→ Exercice écrit 1
Recopiez le passage du texte sur l'Est de l'Ukraine qui va de "Des groupes armés" jusqu'à "et des avions.", en remplaçant "Lougansk" par "Louhansk".
→ Exercice écrit 2
Résumez en deux phrases le texte sur l'Est de l'Ukraine.

→ Texte proposé
************
Des groupes armés prorusses ont envahi les centres névralgiques de plusieurs villes de l’Est de l’Ukraine ces trois derniers jours, malgré une tentative de réaction du gouvernement ukrainien de Kiev. Ces opérations paramilitaires coordonnées leur ont permis de s’emparer d’une dizaine de sites stratégiques, commissariats de police, locaux des services secrets, ou bien mairies des zones industrielles de Donetsk et de Lougansk, à la pointe Est du pays. Parmi les assaillants hostiles à Kiev, on remarquait comme naguère en Crimée des hommes en uniforme sans insigne distinctif mais avec des armes modernes. De l’autre côté de la frontière, Vladimir Poutine a massé environ 40.000 soldats avec des chars, des hélicoptères et des avions.
Partout où ils ont pris d’assaut des bâtiments officiels, les groupes armés ont remplacé le drapeau ukrainien par le drapeau russe. A Kharkov, des bagarres sanglantes ont opposé Pro-Russes et Pro-Ukrainiens. Dans l’ensemble de la partie Est du pays, on signale des morts et des blessés. Cà et là, des groupes d’insurgés se sont auto-proclamés territoires indépendants, rejetant complètement l’autorité du gouvernement de Kiev.
************
→ Lignes de données
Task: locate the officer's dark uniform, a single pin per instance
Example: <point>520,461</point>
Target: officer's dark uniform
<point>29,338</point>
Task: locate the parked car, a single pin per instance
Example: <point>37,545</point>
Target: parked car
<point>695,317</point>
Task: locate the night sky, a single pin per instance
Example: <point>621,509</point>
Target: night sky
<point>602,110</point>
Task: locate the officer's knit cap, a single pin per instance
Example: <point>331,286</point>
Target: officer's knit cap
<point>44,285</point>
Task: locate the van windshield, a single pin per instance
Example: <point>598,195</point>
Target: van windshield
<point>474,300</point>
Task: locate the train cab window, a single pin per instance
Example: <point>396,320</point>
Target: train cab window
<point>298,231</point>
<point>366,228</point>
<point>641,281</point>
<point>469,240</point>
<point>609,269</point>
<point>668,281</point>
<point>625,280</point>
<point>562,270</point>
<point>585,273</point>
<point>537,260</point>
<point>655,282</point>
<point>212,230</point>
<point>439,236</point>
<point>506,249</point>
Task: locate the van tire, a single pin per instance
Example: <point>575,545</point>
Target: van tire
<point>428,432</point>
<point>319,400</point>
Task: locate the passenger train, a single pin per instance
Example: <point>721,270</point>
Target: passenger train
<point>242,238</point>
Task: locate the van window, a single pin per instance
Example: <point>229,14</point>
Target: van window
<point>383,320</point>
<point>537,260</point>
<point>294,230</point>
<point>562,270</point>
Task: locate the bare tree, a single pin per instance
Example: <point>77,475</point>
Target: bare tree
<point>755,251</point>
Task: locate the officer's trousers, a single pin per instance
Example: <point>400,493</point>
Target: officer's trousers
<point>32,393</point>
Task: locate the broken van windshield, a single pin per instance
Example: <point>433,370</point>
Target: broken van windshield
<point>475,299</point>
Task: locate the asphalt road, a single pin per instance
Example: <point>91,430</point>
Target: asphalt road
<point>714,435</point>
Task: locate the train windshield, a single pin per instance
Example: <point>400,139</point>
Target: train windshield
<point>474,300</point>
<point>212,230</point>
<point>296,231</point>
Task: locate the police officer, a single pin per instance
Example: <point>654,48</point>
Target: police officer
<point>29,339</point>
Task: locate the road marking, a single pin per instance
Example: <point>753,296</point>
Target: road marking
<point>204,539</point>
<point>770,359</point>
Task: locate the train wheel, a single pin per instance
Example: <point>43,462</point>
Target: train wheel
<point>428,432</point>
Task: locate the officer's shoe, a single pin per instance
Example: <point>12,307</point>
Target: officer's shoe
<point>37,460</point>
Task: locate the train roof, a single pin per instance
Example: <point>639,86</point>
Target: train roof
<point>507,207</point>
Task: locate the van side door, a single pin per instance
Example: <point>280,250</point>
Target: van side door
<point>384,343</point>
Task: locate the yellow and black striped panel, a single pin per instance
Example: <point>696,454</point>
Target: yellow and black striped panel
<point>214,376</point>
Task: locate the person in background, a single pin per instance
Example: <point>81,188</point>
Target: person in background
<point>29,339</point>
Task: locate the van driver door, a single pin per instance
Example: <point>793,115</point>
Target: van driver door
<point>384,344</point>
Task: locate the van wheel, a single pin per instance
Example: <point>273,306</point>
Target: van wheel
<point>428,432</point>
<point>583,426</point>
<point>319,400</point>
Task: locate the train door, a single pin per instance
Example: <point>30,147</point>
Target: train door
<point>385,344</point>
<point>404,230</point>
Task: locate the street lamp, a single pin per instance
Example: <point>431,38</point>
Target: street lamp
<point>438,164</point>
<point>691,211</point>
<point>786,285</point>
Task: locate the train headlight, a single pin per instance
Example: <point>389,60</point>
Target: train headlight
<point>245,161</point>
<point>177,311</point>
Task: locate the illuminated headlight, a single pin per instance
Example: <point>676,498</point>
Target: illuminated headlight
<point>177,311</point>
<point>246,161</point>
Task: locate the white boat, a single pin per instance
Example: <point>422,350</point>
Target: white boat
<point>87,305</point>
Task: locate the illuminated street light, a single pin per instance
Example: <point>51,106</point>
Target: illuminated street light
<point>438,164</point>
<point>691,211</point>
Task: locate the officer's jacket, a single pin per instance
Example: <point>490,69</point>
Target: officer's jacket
************
→ Réponse attendue 1
Des groupes armés prorusses ont envahi les centres névralgiques de plusieurs villes de l’Est de l’Ukraine ces trois derniers jours, malgré une tentative de réaction du gouvernement ukrainien de Kiev. Ces opérations paramilitaires coordonnées leur ont permis de s’emparer d’une dizaine de sites stratégiques, commissariats de police, locaux des services secrets, ou bien mairies des zones industrielles de Donetsk et de Louhansk, à la pointe Est du pays. Parmi les assaillants hostiles à Kiev, on remarquait comme naguère en Crimée des hommes en uniforme sans insigne distinctif mais avec des armes modernes. De l’autre côté de la frontière, Vladimir Poutine a massé environ 40.000 soldats avec des chars, des hélicoptères et des avions.

→ Réponse attendue 2
Ces trois derniers jours, des groupes armés prorusses se sont emparés d'une dizaine de sites stratégiques dans plusieurs villes de l'Est de l'Ukraine, notamment dans les zones de Donetsk et de Lougansk, pendant que Vladimir Poutine massait environ 40.000 soldats de l'autre côté de la frontière. Sur les bâtiments pris, ils ont remplacé le drapeau ukrainien par le drapeau russe, des affrontements ont fait des morts et des blessés, et certains groupes se sont proclamés territoires indépendants.